Por eso, cuando el Evatest dio positivo, observé que de no entender el juego, había pasado a dejar de verlo como tal en absoluto.

Si había algo que no se me había pasado nunca por la cabeza era la posibilidad de tener un hijo. Recordé a mi prima Vane, tres años menor que yo, cuando no la dejaban salir a jugar porque tenía que cuidar a su hermanito pequeño. Ella era la única mujer de la familia además de su madre, y solo por esa maldición del destino debía ayudarla haciéndose cargo de su hermano.

Recordé mucho eso: no se puede salir a jugar si se tiene un hijo. Nunca iba a descubrir el secreto del juego sexual si me convertía en madre. Chau universidad, adiós a todos los planes que había pensando en mi corta vida. Yo con un crío en brazos era lo mismo que verme en una celda de castigo perpetuo.

Buenos Aires, mil novecientos noventa y tres. Ya tenía un poco más de tres meses de embarazo cuando el ginecólogo intentó convencerme de no abortar haciéndome escuchar los latidos del futuro niño. Luego hubo otro, que me explicó los peligros físicos y legales de abortar algo “tan grande”. Ahí me di cuenta de varias cosas: que mi país era una mierda porque no existía el aborto legal; que no quería convertirme en madre por la sola culpa que me producía la tan mentada idea del asesinato de un bebé en camino, y al fin, que no quería ser madre de ninguna manera. Porque ¿qué significa ser madre? ¿Parir un hijo? Yo sospechaba que la cosa tenía que ser más compleja. No podía dedicar toda mi vida a convencerme de ser madre. No tenía ningún sentimiento de ternura. Me estaba creciendo una panza enorme y para colmo luego tendría que hacerme cargo de lo que saliera de allí. Era una tarea inimaginable, inconmensurable, imposible. Y además, eso de tener un niño no deseado para toda la vida me parecía lo más hipócrita que podía hacer.

LISTADO PROPORCIONADO:
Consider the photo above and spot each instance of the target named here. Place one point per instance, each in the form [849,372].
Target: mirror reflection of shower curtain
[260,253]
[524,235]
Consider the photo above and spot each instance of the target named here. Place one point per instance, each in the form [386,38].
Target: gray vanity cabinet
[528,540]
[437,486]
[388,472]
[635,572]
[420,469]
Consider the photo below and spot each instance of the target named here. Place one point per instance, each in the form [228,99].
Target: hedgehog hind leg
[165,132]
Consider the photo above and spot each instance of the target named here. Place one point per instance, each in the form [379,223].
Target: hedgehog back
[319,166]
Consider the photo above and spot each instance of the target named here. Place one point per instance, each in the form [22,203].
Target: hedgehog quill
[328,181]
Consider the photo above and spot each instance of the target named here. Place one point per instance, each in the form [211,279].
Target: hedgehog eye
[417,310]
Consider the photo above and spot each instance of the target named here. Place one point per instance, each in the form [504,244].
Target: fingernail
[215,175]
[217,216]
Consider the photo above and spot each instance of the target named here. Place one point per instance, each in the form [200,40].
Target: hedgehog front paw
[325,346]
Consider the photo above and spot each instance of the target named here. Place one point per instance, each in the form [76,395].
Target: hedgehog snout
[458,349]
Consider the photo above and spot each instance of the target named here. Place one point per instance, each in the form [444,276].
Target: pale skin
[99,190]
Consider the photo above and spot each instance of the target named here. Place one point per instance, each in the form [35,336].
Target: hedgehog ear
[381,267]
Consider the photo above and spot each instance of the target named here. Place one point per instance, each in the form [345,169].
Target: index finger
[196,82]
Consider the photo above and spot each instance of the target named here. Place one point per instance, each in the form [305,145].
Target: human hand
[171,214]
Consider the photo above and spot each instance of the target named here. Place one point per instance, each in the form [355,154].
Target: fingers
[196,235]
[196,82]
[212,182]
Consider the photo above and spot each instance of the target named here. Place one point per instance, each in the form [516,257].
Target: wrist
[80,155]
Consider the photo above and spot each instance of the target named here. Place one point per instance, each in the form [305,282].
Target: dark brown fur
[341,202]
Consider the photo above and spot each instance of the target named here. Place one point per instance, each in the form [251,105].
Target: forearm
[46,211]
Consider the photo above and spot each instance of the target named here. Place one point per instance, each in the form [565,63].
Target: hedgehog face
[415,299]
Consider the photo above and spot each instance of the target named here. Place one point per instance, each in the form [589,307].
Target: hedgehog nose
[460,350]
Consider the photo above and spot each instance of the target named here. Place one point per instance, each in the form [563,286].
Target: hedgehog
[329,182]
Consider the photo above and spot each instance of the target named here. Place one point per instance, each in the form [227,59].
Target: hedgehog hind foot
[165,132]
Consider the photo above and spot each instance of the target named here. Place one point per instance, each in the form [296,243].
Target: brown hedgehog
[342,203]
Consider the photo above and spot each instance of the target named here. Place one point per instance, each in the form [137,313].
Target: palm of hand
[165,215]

INSTRUCCIONES:
A) Reescribe el fragmento del relato sobre el embarazo que va de "Si había algo" a "de castigo perpetuo.", ambos incluidos, y cambia "crío" por "bebé".
B) Sigue escribiendo el relato sobre el embarazo a partir de su última oración.

RESPUESTAS:
A)
Si había algo que no se me había pasado nunca por la cabeza era la posibilidad de tener un hijo. Recordé a mi prima Vane, tres años menor que yo, cuando no la dejaban salir a jugar porque tenía que cuidar a su hermanito pequeño. Ella era la única mujer de la familia además de su madre, y solo por esa maldición del destino debía ayudarla haciéndose cargo de su hermano.

Recordé mucho eso: no se puede salir a jugar si se tiene un hijo. Nunca iba a descubrir el secreto del juego sexual si me convertía en madre. Chau universidad, adiós a todos los planes que había pensando en mi corta vida. Yo con un bebé en brazos era lo mismo que verme en una celda de castigo perpetuo.

B)
Mi novio, por otra parte, tampoco quería ser padre. Eramos demasiado jóvenes y sencillamente nos aterraba la idea. Pensé en las mujeres que querían con tanta devoción algo que yo no. Presté atención a las señoras con sus hijos en la plaza. Me resultó mucho más agradable pensar en eso que en un aborto ilegal. He creado vida, lo siento, no era lo que quería. Las leyes de mi país no me permiten decidir sobre mi cuerpo. Y no quiero poner en riesgo mi vida para que un médico se enriquezca a costa de mi salud. No señores. Encontré natural una decisión respetuosa con mi conciencia y con mi cuerpo.Vamos a dar el niño en adopción.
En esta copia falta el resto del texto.